**Problem A:** Copy the stretch of the Proposition 1 article from "Disclosure filings show" through "by 55 to one.", word for word.
**Problem B:** Please list every line of the records that contains the word "wearing".

**Text extract:**
# # # #

Disclosure filings show major donors would have profited from Prop. 1 spending

On April 22nd, the people of King County voted on Proposition 1, a ballot measure to increase regressive sales and car tab taxes to prevent a plan proposed by County Executive Dow Constantine from cutting community bus services by 16% (down from his planned 17% cut after Metro reported windfall revenues of $32 million).  To the dismay of many in the King County establishment, the measure failed by a wide margin.

The campaign finance filings for the pro and anti campaigns are now available.  A review shows that many of the major donors to the pro Proposition 1 campaign, especially unions, would have directly profited from its increases in public spending.  Here’s what the numbers show:

Finding 1: The pro campaign outspent the anti side by 55 to one.

The most striking finding of the disclosure reports is that the pro campaign massively outspent the anti campaign.  The anti campaign spent $12,487.  The pro campaign spent $687,785, outspending their opponents by a margin of 55 to one.

The finding is a blow to those pushing for government-funded campaign financing.  Advocates of giving tax money to political candidates base their proposal on the assumption that private campaign giving corrupts the election process.  The vote on Proposition 1 shows that the side that spends more money, even by large amounts, does not always prevail.

# # # #

**Stored dataset items:**

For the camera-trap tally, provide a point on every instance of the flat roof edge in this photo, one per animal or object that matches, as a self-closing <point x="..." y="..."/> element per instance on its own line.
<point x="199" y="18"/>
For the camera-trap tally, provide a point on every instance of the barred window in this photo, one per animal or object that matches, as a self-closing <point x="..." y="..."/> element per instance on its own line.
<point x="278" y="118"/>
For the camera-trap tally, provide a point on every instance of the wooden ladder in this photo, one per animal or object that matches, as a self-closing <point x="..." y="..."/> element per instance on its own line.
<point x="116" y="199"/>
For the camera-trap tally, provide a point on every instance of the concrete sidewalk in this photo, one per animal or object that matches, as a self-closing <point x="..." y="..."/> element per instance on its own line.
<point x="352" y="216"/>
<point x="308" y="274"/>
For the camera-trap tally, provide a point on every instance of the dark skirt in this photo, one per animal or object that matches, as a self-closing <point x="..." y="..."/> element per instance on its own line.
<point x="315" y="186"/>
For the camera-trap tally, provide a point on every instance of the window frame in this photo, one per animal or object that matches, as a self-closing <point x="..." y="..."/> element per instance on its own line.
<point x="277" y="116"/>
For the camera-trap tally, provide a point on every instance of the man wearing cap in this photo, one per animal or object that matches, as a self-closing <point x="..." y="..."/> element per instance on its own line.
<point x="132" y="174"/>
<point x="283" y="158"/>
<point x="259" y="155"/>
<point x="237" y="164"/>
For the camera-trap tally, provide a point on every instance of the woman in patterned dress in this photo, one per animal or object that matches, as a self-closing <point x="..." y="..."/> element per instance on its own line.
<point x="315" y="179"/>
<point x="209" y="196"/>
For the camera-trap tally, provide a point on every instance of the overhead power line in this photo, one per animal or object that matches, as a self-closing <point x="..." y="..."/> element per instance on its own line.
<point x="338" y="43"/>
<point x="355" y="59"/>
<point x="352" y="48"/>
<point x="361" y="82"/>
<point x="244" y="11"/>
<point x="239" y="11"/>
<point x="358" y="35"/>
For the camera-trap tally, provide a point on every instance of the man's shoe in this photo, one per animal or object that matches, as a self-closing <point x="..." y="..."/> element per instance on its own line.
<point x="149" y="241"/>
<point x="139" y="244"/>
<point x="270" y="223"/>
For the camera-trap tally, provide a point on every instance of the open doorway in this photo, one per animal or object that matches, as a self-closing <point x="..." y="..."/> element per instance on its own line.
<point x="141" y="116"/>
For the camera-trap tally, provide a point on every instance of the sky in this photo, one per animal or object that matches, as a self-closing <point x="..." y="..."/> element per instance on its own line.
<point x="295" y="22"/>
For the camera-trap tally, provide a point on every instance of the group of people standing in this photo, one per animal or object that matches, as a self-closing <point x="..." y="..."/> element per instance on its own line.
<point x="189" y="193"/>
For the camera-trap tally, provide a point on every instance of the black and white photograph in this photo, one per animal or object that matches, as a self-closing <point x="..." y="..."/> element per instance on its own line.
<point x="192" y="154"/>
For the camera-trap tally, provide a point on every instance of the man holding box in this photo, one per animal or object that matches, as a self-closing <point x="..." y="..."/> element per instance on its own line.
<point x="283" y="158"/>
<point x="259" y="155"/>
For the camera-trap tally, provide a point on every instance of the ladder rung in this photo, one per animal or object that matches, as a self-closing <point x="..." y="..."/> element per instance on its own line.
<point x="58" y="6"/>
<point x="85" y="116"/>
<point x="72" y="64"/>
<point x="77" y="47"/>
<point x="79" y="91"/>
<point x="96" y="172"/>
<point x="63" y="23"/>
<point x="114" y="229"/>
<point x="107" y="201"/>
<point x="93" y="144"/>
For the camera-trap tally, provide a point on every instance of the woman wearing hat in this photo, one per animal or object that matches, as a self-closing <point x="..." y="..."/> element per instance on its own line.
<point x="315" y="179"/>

# # # #

**Right answer A:**
Disclosure filings show major donors would have profited from Prop. 1 spending

On April 22nd, the people of King County voted on Proposition 1, a ballot measure to increase regressive sales and car tab taxes to prevent a plan proposed by County Executive Dow Constantine from cutting community bus services by 16% (down from his planned 17% cut after Metro reported windfall revenues of $32 million).  To the dismay of many in the King County establishment, the measure failed by a wide margin.

The campaign finance filings for the pro and anti campaigns are now available.  A review shows that many of the major donors to the pro Proposition 1 campaign, especially unions, would have directly profited from its increases in public spending.  Here’s what the numbers show:

Finding 1: The pro campaign outspent the anti side by 55 to one.

**Right answer B:**
For the camera-trap tally, provide a point on every instance of the man wearing cap in this photo, one per animal or object that matches, as a self-closing <point x="..." y="..."/> element per instance on its own line.
For the camera-trap tally, provide a point on every instance of the woman wearing hat in this photo, one per animal or object that matches, as a self-closing <point x="..." y="..."/> element per instance on its own line.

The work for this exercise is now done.